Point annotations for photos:
· · · · · · ·

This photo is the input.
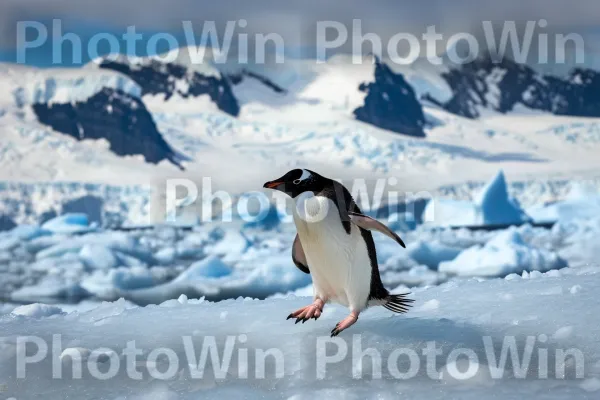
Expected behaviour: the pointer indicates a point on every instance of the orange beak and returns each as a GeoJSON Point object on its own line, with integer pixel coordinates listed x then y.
{"type": "Point", "coordinates": [272, 185]}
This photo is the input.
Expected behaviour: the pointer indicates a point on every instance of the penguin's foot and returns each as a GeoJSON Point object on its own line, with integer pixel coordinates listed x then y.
{"type": "Point", "coordinates": [345, 323]}
{"type": "Point", "coordinates": [311, 311]}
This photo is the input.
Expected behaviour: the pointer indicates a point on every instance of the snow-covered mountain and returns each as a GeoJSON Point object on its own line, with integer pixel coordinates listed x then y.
{"type": "Point", "coordinates": [115, 116]}
{"type": "Point", "coordinates": [126, 123]}
{"type": "Point", "coordinates": [484, 85]}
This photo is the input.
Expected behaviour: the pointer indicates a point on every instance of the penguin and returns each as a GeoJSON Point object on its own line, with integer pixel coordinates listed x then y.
{"type": "Point", "coordinates": [335, 246]}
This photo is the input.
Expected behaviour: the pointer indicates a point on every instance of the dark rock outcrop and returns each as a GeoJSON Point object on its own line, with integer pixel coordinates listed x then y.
{"type": "Point", "coordinates": [156, 77]}
{"type": "Point", "coordinates": [236, 79]}
{"type": "Point", "coordinates": [110, 114]}
{"type": "Point", "coordinates": [391, 103]}
{"type": "Point", "coordinates": [501, 86]}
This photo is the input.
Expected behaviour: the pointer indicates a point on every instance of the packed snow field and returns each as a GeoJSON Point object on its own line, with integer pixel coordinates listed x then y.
{"type": "Point", "coordinates": [550, 317]}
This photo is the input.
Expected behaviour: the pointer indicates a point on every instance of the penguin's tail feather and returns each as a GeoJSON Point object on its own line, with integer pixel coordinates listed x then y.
{"type": "Point", "coordinates": [398, 303]}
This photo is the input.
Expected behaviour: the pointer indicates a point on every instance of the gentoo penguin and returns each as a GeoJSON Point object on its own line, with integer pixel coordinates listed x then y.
{"type": "Point", "coordinates": [334, 244]}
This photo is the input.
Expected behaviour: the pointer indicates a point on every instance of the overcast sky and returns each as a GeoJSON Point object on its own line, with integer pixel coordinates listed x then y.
{"type": "Point", "coordinates": [294, 20]}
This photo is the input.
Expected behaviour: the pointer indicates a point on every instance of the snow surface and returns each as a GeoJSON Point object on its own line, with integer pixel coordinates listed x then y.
{"type": "Point", "coordinates": [65, 261]}
{"type": "Point", "coordinates": [557, 310]}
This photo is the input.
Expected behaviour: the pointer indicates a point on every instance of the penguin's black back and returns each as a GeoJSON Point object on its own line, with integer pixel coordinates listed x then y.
{"type": "Point", "coordinates": [343, 200]}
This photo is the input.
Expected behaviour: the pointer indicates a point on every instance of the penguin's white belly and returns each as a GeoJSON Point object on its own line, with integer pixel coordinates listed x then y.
{"type": "Point", "coordinates": [339, 262]}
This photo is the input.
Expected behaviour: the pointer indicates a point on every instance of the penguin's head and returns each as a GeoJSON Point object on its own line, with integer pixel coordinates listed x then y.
{"type": "Point", "coordinates": [298, 181]}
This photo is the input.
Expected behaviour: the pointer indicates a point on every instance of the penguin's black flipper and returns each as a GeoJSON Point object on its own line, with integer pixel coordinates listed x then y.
{"type": "Point", "coordinates": [299, 257]}
{"type": "Point", "coordinates": [369, 223]}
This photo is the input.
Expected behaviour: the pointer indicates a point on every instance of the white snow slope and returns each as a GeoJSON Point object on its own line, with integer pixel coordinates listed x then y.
{"type": "Point", "coordinates": [312, 125]}
{"type": "Point", "coordinates": [551, 318]}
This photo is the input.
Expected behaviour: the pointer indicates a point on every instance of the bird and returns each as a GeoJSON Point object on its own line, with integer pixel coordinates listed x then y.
{"type": "Point", "coordinates": [335, 246]}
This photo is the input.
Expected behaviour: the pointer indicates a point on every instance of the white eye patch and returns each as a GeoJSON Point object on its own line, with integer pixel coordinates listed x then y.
{"type": "Point", "coordinates": [305, 175]}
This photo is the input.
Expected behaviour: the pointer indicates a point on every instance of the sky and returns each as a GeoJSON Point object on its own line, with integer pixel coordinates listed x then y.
{"type": "Point", "coordinates": [294, 20]}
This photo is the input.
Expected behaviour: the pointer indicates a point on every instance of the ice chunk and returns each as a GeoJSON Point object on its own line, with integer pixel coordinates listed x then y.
{"type": "Point", "coordinates": [210, 267]}
{"type": "Point", "coordinates": [97, 256]}
{"type": "Point", "coordinates": [491, 206]}
{"type": "Point", "coordinates": [109, 284]}
{"type": "Point", "coordinates": [505, 254]}
{"type": "Point", "coordinates": [446, 212]}
{"type": "Point", "coordinates": [28, 232]}
{"type": "Point", "coordinates": [582, 203]}
{"type": "Point", "coordinates": [495, 205]}
{"type": "Point", "coordinates": [37, 310]}
{"type": "Point", "coordinates": [432, 254]}
{"type": "Point", "coordinates": [68, 223]}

· · · · · · ·

TASK GOAL: Write out the records above exactly as they appear, leaving out any pictures.

EXERCISE RESPONSE:
This photo is the input.
Expected behaviour: the pointer indicates a point on every instance of the orange beak and returns each as a GeoJSON Point object on its own line, with integer pixel coordinates listed x then y.
{"type": "Point", "coordinates": [272, 185]}
This photo is the input.
Expected behaviour: the pointer indicates a point on every instance of the penguin's foot and returns each as a GeoJSON Point object on its own line, with integer pixel coordinates listed x then y.
{"type": "Point", "coordinates": [345, 323]}
{"type": "Point", "coordinates": [311, 311]}
This photo is the input.
Expected behaviour: the pointer indicates a point on every instance of the snow-covered mountain and returns each as a GeoJSON Point object on its own line, with integer pixel coordinates listed x then y.
{"type": "Point", "coordinates": [115, 116]}
{"type": "Point", "coordinates": [126, 123]}
{"type": "Point", "coordinates": [484, 85]}
This photo is the input.
Expected behaviour: the pointer indicates a point on every instance of the penguin and returns each as a GeoJSON Point object on its own line, with integer pixel coordinates listed x then y.
{"type": "Point", "coordinates": [335, 246]}
This photo is the input.
Expected behaviour: the pointer indicates a point on every instance of the dark rock outcrop and returns each as a GeoJSON Point object on its own line, with integer pixel coordinates listed x then y.
{"type": "Point", "coordinates": [156, 77]}
{"type": "Point", "coordinates": [236, 79]}
{"type": "Point", "coordinates": [110, 114]}
{"type": "Point", "coordinates": [391, 103]}
{"type": "Point", "coordinates": [501, 86]}
This photo is the input.
Expected behaviour: the pointer indicates a point on every instance of the packed snow field and returns each as a GeoJSON Point object on its own line, with integer pixel coordinates listed x then y.
{"type": "Point", "coordinates": [550, 317]}
This photo is the input.
Expected behaviour: the pointer indicates a point on every instance of the penguin's tail feather and returns each as a GeoJSON Point object on its own line, with integer pixel coordinates listed x then y.
{"type": "Point", "coordinates": [398, 303]}
This photo is the input.
Expected behaviour: the pointer indicates a point on every instance of the gentoo penguin and returns each as a GeoJSON Point object on its own line, with integer pixel coordinates listed x then y.
{"type": "Point", "coordinates": [334, 244]}
This photo is the input.
Expected behaviour: the pointer indicates a point on every instance of the overcast sky and returns each as a GeoJSON Point object on its own line, with integer pixel coordinates listed x then y.
{"type": "Point", "coordinates": [294, 20]}
This photo is the input.
Expected behaviour: the pointer indicates a point on every instance of the snow surface and returns each as a GeoJSON Point object on its own line, with integer pixel coordinates listed x then y.
{"type": "Point", "coordinates": [65, 261]}
{"type": "Point", "coordinates": [557, 310]}
This photo is the input.
Expected behaviour: the pointer indicates a point on every instance of the penguin's black back and returns each as a GeoJSON Point object on its own line, with integer pixel coordinates listed x then y.
{"type": "Point", "coordinates": [343, 200]}
This photo is the input.
Expected behaviour: the pointer indicates a point on every instance of the penguin's white belly and returns each as a GeoJSON Point object on its own line, with integer pixel coordinates listed x then y.
{"type": "Point", "coordinates": [339, 262]}
This photo is the input.
Expected behaviour: the pointer indicates a point on every instance of the penguin's head and returns each as a GeoJSON Point object on its own line, with integer pixel coordinates listed x then y.
{"type": "Point", "coordinates": [298, 181]}
This photo is the input.
Expected behaviour: the pointer indicates a point on every instance of the penguin's black flipper and returns each as a GeoJSON Point object on its own line, with integer pixel coordinates listed x then y.
{"type": "Point", "coordinates": [299, 257]}
{"type": "Point", "coordinates": [369, 223]}
This photo is the input.
Expected behaviour: the pointer indicates a point on every instance of the white snow slope and returns each as a GeoJSON Point object on its own line, with integer pixel coordinates listed x then y.
{"type": "Point", "coordinates": [312, 125]}
{"type": "Point", "coordinates": [551, 318]}
This photo is the input.
Expected behaviour: the pointer indicates a point on every instance of the bird and returns each as a GeoJSON Point object on its own line, with integer pixel coordinates listed x then y.
{"type": "Point", "coordinates": [335, 246]}
This photo is the input.
Expected behaviour: the pointer indicates a point on every instance of the white eye patch and returns each as a GeoJSON Point object on its own line, with integer pixel coordinates listed x then y.
{"type": "Point", "coordinates": [305, 175]}
This photo is the input.
Expected behaviour: the pointer indicates a point on every instance of the sky and returns each as a GeoJSON Point object on its own line, with integer pixel coordinates listed x then y.
{"type": "Point", "coordinates": [294, 20]}
This photo is the input.
Expected behaviour: the pointer indicates a point on every instance of the ice chunk and returns each as a GeoJSON Point object on its own line, with integer pixel coordinates listed x then y.
{"type": "Point", "coordinates": [210, 267]}
{"type": "Point", "coordinates": [97, 256]}
{"type": "Point", "coordinates": [491, 206]}
{"type": "Point", "coordinates": [109, 284]}
{"type": "Point", "coordinates": [505, 254]}
{"type": "Point", "coordinates": [446, 212]}
{"type": "Point", "coordinates": [28, 232]}
{"type": "Point", "coordinates": [582, 203]}
{"type": "Point", "coordinates": [495, 205]}
{"type": "Point", "coordinates": [37, 310]}
{"type": "Point", "coordinates": [432, 254]}
{"type": "Point", "coordinates": [68, 223]}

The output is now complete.